[Items from a data source]
Segment Open
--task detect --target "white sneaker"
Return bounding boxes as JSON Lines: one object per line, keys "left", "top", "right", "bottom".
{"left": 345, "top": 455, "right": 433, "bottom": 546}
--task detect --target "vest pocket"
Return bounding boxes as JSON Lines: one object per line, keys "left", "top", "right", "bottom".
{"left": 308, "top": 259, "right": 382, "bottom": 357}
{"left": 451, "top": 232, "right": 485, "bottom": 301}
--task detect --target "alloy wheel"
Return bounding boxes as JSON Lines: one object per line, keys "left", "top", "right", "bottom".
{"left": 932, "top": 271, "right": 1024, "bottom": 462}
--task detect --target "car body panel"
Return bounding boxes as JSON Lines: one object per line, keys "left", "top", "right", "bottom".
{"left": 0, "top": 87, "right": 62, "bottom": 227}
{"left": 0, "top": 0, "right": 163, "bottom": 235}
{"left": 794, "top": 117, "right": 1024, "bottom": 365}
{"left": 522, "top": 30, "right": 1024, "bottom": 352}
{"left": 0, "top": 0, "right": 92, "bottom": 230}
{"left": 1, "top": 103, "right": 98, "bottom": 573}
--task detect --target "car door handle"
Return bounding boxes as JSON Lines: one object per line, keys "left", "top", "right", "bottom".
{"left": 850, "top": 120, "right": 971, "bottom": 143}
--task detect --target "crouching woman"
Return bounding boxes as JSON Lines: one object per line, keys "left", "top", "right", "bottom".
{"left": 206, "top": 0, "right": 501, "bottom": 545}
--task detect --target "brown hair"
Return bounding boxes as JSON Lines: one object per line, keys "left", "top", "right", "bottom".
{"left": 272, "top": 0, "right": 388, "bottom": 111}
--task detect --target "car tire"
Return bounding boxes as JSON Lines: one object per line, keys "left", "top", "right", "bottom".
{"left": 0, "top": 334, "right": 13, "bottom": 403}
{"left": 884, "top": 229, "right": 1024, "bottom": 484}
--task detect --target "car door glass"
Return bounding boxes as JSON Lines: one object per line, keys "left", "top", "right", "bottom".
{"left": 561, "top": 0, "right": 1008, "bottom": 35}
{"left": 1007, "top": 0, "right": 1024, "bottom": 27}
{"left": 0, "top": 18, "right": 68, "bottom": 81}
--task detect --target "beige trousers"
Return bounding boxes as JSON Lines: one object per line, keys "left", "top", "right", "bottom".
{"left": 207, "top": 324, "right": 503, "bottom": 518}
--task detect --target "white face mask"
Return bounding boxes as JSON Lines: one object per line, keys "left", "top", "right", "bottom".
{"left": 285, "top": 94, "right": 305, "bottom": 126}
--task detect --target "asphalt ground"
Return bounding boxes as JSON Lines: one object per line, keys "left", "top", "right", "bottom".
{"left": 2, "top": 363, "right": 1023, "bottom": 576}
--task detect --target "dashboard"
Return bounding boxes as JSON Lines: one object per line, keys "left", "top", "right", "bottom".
Segment Closed
**Task statement**
Report every line above that has the string "white" in it.

**Response box**
--task detect --target "white sneaker"
--task detect --target "white face mask"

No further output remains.